Quoted passage:
%%

From fueling our cars to heating our homes, natural gas and oil are part of everyday American life. Pipelines are the safest and most efficient way to transport these products across our nation. Out of sightand out of mind, they are an integral part of our country’s ever-expanding energy infrastructure. These underground transportation highways fill a vital public need by transporting natural gas and petroleum products to heat homes, fuel electric generation plants, power vehicles, and increase U.S. energy security.

It is important for individuals living or working near pipelines to contribute to pipeline safety by knowing how to recognize pipeline locations in their area, recognizing unauthorized activity or abnormal conditions near pipelines, and knowing how to react 
in the unlikely event of a pipeline leak or emergency.

%%

Recorded data:

%%

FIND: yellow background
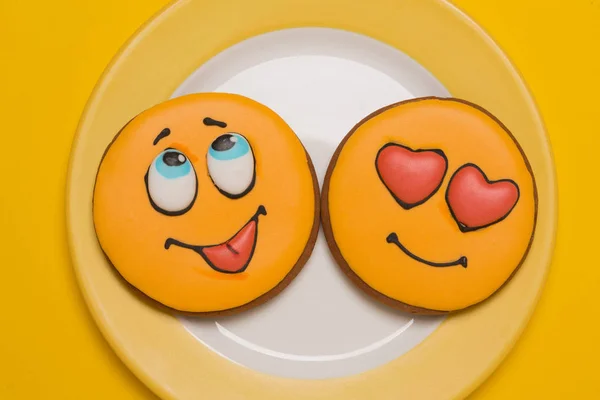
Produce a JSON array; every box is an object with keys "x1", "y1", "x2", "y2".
[{"x1": 0, "y1": 0, "x2": 600, "y2": 400}]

%%

What to work on: Could you continue the pipeline safety passage above, starting right after its last sentence?

Expected answer:
Identifying Pipelines  
Underground natural gas pipelines are sometimes identified by markers placed at intervals along pipeline rights-of-way. Markers display 24-hour emergency telephone numbers and might provide other identifying information. They are generally placed where needed to indicate the presence of a pipeline, such as where a pipeline easement intersects a street, railroad, or river, and in heavily congested areas. Pipeline markers are important to your safety. 

 It's a federal crime to willfully deface, damage, remove, or destroy any pipeline sign or right-of-way marker. While the markers are very helpful for indicating the presence of pipelines in the area, they don't show the exact location, depth, or how many pipelines are in the right-of-way. Don't rely solely on the presence or absence of a pipeline marker. You must still call 811 before beginning any excavation projects. 


Be familiar with these markers and what they provide:


The product transported in the pipeline 

The name of the pipeline operator 

The telephone number where the operator can be reached in an emergency 

Markers clear




Pipeline Right of Way

A pipeline right-of-way is a strip of land over and around a pipeline where some of the property owner’s legal rights have been granted to the pipeline company for inspection, repair and maintenance of the pipeline.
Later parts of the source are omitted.